TASK DETAILS —
Nothing but the images is to be left out of your exact copy of the entries.

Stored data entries
-------
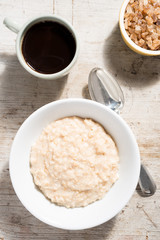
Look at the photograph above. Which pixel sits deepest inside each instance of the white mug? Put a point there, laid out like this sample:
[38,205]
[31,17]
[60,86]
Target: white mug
[21,33]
-------
RESPONSE BELOW —
Look at the photograph above. Which pixel sits deepest inside each instance of the white mug? Put a point there, laid out like this sample:
[38,205]
[31,17]
[60,86]
Target: white mug
[21,33]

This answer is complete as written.